** BEGIN The records **
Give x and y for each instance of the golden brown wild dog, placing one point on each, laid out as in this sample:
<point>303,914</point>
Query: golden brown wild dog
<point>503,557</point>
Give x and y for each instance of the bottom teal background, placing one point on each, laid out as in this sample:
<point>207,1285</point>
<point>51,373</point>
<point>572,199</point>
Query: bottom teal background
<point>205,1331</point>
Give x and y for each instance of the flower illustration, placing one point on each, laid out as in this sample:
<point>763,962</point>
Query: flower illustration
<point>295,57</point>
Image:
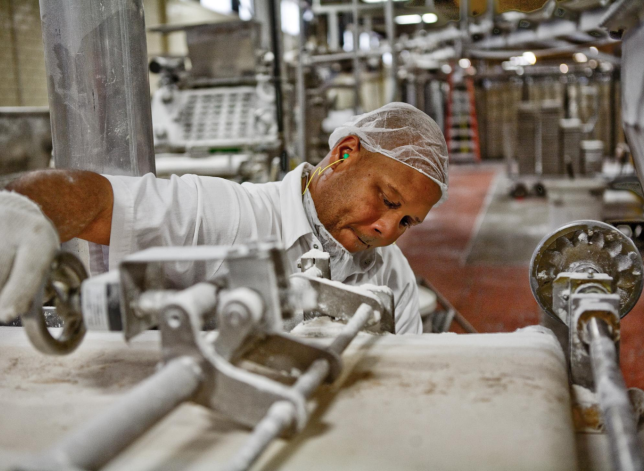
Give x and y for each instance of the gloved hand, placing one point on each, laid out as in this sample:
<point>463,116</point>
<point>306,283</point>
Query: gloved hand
<point>28,244</point>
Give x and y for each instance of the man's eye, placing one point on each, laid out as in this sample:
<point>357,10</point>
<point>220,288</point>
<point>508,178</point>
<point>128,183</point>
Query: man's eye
<point>391,205</point>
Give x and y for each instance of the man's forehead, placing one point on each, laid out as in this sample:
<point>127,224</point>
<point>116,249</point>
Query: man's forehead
<point>411,185</point>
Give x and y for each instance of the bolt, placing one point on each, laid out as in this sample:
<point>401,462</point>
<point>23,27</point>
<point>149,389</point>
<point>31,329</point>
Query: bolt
<point>173,319</point>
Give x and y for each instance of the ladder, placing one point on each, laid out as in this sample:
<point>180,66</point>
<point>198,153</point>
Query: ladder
<point>461,127</point>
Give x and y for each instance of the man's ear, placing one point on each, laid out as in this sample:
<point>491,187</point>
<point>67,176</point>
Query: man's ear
<point>347,149</point>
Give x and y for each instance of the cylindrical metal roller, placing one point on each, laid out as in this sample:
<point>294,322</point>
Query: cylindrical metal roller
<point>63,285</point>
<point>587,247</point>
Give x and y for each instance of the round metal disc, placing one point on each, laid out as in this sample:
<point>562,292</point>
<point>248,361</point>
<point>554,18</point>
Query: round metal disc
<point>587,246</point>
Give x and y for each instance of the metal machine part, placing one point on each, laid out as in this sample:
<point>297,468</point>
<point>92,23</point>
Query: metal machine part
<point>586,246</point>
<point>203,120</point>
<point>588,275</point>
<point>63,285</point>
<point>625,19</point>
<point>99,95</point>
<point>212,368</point>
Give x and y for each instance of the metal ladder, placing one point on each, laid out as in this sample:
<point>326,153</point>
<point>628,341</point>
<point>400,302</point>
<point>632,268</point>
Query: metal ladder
<point>461,129</point>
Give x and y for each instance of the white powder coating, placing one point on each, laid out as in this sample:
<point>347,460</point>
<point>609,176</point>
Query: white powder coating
<point>447,402</point>
<point>318,254</point>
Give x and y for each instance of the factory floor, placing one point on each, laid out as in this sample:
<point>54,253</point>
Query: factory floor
<point>476,249</point>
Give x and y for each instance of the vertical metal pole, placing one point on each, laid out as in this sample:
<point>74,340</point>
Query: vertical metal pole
<point>617,412</point>
<point>273,13</point>
<point>15,55</point>
<point>301,87</point>
<point>334,31</point>
<point>356,57</point>
<point>392,93</point>
<point>464,26</point>
<point>99,95</point>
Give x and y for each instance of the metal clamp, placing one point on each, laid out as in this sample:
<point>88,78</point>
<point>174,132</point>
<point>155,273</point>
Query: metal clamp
<point>63,285</point>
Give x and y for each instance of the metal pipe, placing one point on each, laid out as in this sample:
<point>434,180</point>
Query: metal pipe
<point>273,13</point>
<point>356,57</point>
<point>95,444</point>
<point>392,93</point>
<point>301,87</point>
<point>97,77</point>
<point>281,414</point>
<point>614,403</point>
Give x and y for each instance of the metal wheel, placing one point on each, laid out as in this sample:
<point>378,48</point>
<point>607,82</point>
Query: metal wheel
<point>63,285</point>
<point>589,247</point>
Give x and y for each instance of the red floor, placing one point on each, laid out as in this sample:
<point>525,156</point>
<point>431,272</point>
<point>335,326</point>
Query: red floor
<point>494,298</point>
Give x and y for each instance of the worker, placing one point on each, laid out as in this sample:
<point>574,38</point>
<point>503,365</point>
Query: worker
<point>386,169</point>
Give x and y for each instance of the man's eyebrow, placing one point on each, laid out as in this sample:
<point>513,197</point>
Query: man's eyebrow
<point>393,188</point>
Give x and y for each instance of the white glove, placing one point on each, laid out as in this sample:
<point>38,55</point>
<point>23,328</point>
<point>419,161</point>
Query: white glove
<point>28,244</point>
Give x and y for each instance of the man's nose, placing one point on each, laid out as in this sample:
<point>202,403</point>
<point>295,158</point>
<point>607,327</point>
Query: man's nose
<point>386,228</point>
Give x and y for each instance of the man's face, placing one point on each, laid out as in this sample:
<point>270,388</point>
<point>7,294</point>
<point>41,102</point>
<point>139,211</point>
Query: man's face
<point>369,200</point>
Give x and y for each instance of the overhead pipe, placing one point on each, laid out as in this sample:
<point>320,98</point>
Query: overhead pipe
<point>97,78</point>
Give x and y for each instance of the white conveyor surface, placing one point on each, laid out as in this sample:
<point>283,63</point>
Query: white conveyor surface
<point>435,401</point>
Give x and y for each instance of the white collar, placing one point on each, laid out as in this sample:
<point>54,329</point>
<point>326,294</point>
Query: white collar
<point>343,263</point>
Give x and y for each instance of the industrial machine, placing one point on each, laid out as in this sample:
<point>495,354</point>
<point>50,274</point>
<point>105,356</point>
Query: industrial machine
<point>247,304</point>
<point>218,118</point>
<point>258,349</point>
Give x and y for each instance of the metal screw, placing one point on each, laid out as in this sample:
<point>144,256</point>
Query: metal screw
<point>174,320</point>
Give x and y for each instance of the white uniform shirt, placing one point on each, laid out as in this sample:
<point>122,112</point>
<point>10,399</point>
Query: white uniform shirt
<point>193,210</point>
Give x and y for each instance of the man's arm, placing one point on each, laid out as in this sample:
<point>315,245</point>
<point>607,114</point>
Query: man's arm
<point>79,203</point>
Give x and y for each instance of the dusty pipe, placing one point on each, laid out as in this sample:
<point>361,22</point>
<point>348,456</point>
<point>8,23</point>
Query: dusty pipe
<point>92,446</point>
<point>614,402</point>
<point>356,57</point>
<point>301,86</point>
<point>97,77</point>
<point>281,414</point>
<point>392,94</point>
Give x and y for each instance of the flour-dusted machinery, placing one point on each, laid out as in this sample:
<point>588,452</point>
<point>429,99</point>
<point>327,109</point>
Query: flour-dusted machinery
<point>217,118</point>
<point>244,350</point>
<point>247,303</point>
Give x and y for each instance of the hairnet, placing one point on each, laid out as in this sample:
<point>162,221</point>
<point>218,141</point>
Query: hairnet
<point>404,133</point>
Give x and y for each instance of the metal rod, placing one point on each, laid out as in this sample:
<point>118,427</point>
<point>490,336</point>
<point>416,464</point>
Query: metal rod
<point>356,57</point>
<point>99,94</point>
<point>615,405</point>
<point>92,446</point>
<point>281,414</point>
<point>392,94</point>
<point>301,86</point>
<point>273,13</point>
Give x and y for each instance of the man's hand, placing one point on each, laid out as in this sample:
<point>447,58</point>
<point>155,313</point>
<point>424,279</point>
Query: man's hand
<point>28,244</point>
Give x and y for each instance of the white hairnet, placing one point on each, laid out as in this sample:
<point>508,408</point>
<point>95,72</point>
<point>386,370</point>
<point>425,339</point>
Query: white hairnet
** END The records **
**Requirement:**
Write out every item again with "placing one point on each" swapped for "marking each with one point" wherever it occurs and everything else left as it is. Omit the pictures.

**The reply:**
Give x and y for each instance of the golden brown wild dog, marking each with one point, laid out as in this sample:
<point>303,914</point>
Query: golden brown wild dog
<point>503,557</point>
Give x and y for each instance of the bottom teal background, marking each with one point, laid out as in this sample:
<point>207,1285</point>
<point>51,373</point>
<point>572,199</point>
Query: bottom teal background
<point>205,1331</point>
Give x and y for each instance of the flower illustration, marking each with one point, laid out as in this sample:
<point>763,962</point>
Query: flower illustration
<point>295,57</point>
Image:
Give x and y for each instance of the gloved hand, marking each with one point, laid out as in this sample:
<point>463,116</point>
<point>306,283</point>
Query: gloved hand
<point>28,244</point>
Give x and y for each instance of the man's eye, marking each with one point, laid out as in this sample:
<point>357,10</point>
<point>220,288</point>
<point>508,178</point>
<point>128,183</point>
Query: man's eye
<point>391,205</point>
Give x and y for each instance of the man's forehead, marking each with one point, laid out as in this sample:
<point>127,224</point>
<point>116,249</point>
Query: man's forehead
<point>411,185</point>
Give x and y for each instance of the bolt, marking each with one point, laid out as in this sample:
<point>401,462</point>
<point>23,27</point>
<point>149,389</point>
<point>31,329</point>
Query: bolt
<point>173,319</point>
Give x and y for each instance of the ladder, marking each with one point, laid out as in this sample:
<point>180,66</point>
<point>198,153</point>
Query: ladder
<point>461,127</point>
Give x and y for each instance of the man's ear, marking each with one point, laid out as in this sample:
<point>491,187</point>
<point>67,176</point>
Query: man's ear
<point>347,149</point>
Give x and y for each instance of the cylindrical metal roller, marking each with one point, laid out as in this sample:
<point>294,322</point>
Query: cylindrical metal roller
<point>63,285</point>
<point>587,247</point>
Give x and y for each instance of the round metal disc, marking each with one point, laid out as in this sample:
<point>562,292</point>
<point>248,361</point>
<point>554,18</point>
Query: round metal disc
<point>587,246</point>
Give x and y for each instance of the metal machine part, marking each with one point, laid out as in this sample:
<point>297,468</point>
<point>92,23</point>
Query: metal machine part
<point>586,246</point>
<point>203,120</point>
<point>588,275</point>
<point>63,285</point>
<point>625,19</point>
<point>99,95</point>
<point>212,368</point>
Give x and y for each instance of the metal ladder, marking each with one point, laid out as in this sample:
<point>326,153</point>
<point>628,341</point>
<point>400,302</point>
<point>632,268</point>
Query: metal ladder
<point>461,129</point>
Give x and y for each instance of the white powder coating, marking each with one point, laid out as in this sample:
<point>347,460</point>
<point>609,176</point>
Query: white powder coating
<point>447,402</point>
<point>318,254</point>
Give x and y for each instance of the factory floor, marking each with one point, laid out as in this sample:
<point>54,253</point>
Query: factory floor
<point>476,249</point>
Give x and y for each instance of the vertical metal pole, marking each with one point, laid out as in this sample:
<point>74,340</point>
Query: vertical metal pole
<point>617,412</point>
<point>273,13</point>
<point>15,55</point>
<point>301,87</point>
<point>334,31</point>
<point>356,57</point>
<point>392,93</point>
<point>464,26</point>
<point>99,95</point>
Give x and y for each instance of the metal clamp, marking each with one point, laid out as in this sample:
<point>88,78</point>
<point>174,132</point>
<point>155,273</point>
Query: metal clamp
<point>63,285</point>
Give x and y for each instance of the metal pipe, marking each with one point, laid out as in this sample:
<point>434,180</point>
Query: metal pipe
<point>273,13</point>
<point>356,57</point>
<point>95,444</point>
<point>392,93</point>
<point>301,87</point>
<point>97,77</point>
<point>281,414</point>
<point>614,403</point>
Give x and y for each instance of the metal wheel, marking each with one point, laid out as in this sample:
<point>378,48</point>
<point>607,82</point>
Query: metal wheel
<point>63,285</point>
<point>589,247</point>
Give x and y for each instance of the red floor, marking each with one point, laid out as in this sample:
<point>525,156</point>
<point>431,272</point>
<point>335,326</point>
Query: red floor
<point>494,298</point>
Give x and y for each instance of the worker, marking each with one point, laid out as in this sample:
<point>574,38</point>
<point>503,365</point>
Query: worker
<point>386,169</point>
Give x and y for each instance of the man's eyebrow, marking each with one point, laid out as in this sample:
<point>513,197</point>
Query: man's eyebrow
<point>393,188</point>
Give x and y for each instance of the white glove, marking each with one point, laid out as in this sample:
<point>38,55</point>
<point>23,328</point>
<point>419,161</point>
Query: white glove
<point>28,244</point>
Give x and y for each instance of the man's nose, marking each with one point, laid out as in this sample:
<point>202,403</point>
<point>295,158</point>
<point>607,327</point>
Query: man's nose
<point>386,228</point>
Give x and y for each instance of the man's face, marking each with one point, laid out as in this sample:
<point>270,388</point>
<point>7,294</point>
<point>41,102</point>
<point>139,211</point>
Query: man's face
<point>369,200</point>
Give x and y for each instance of the overhead pipe, marking each with one point, laid out as in this sample:
<point>320,98</point>
Query: overhead pipe
<point>97,78</point>
Give x and y for each instance of the white conveyor surface, marking each with one point, laid out as in this sample:
<point>283,63</point>
Query: white conveyor surface
<point>435,401</point>
Give x and y for each instance of the white collar, marking each with one point, laid out as in this sample:
<point>54,329</point>
<point>326,294</point>
Query: white collar
<point>343,263</point>
Give x and y for each instance of the industrial machine, marking each with one point, laid out as in this sample:
<point>495,354</point>
<point>50,274</point>
<point>105,356</point>
Query: industrial machine
<point>247,304</point>
<point>218,118</point>
<point>258,349</point>
Give x and y for each instance of the metal screw, marking each with one point, laid out as in this sample:
<point>144,256</point>
Query: metal screw
<point>174,320</point>
Give x and y for each instance of the white uniform shirt, marking each with one point, laid out as in this sample:
<point>122,112</point>
<point>10,399</point>
Query: white uniform shirt
<point>193,210</point>
Give x and y for each instance of the man's arm, marking each with one point, laid out as in this sample:
<point>315,245</point>
<point>607,114</point>
Query: man's arm
<point>79,203</point>
Give x and y for each instance of the dusty pipe, marking each with one point, laid out as in this sample:
<point>361,22</point>
<point>348,456</point>
<point>8,23</point>
Query: dusty pipe
<point>92,446</point>
<point>614,402</point>
<point>356,57</point>
<point>301,86</point>
<point>97,77</point>
<point>281,414</point>
<point>392,94</point>
Give x and y for each instance of the flour-dusted machinery, marking each with one point, laid out as in this sample:
<point>588,452</point>
<point>429,99</point>
<point>327,109</point>
Query: flour-dusted machinery
<point>217,118</point>
<point>244,350</point>
<point>247,303</point>
Give x and y for each instance of the hairnet, marking each with one point, laid out as in this sample:
<point>162,221</point>
<point>218,141</point>
Query: hairnet
<point>404,133</point>
Give x and y for each instance of the metal rod, marking each with one point, laid out as in this sample:
<point>118,427</point>
<point>490,336</point>
<point>416,464</point>
Query: metal rod
<point>356,57</point>
<point>99,94</point>
<point>615,405</point>
<point>92,446</point>
<point>281,414</point>
<point>392,94</point>
<point>301,86</point>
<point>273,13</point>
Give x and y for each instance of the man's hand, marking each with one point, laid out as in this sample:
<point>447,58</point>
<point>155,313</point>
<point>424,279</point>
Query: man's hand
<point>28,244</point>
Give x and y for each instance of the white hairnet, marking each with one point, laid out as in this sample:
<point>508,408</point>
<point>95,72</point>
<point>386,370</point>
<point>425,339</point>
Query: white hairnet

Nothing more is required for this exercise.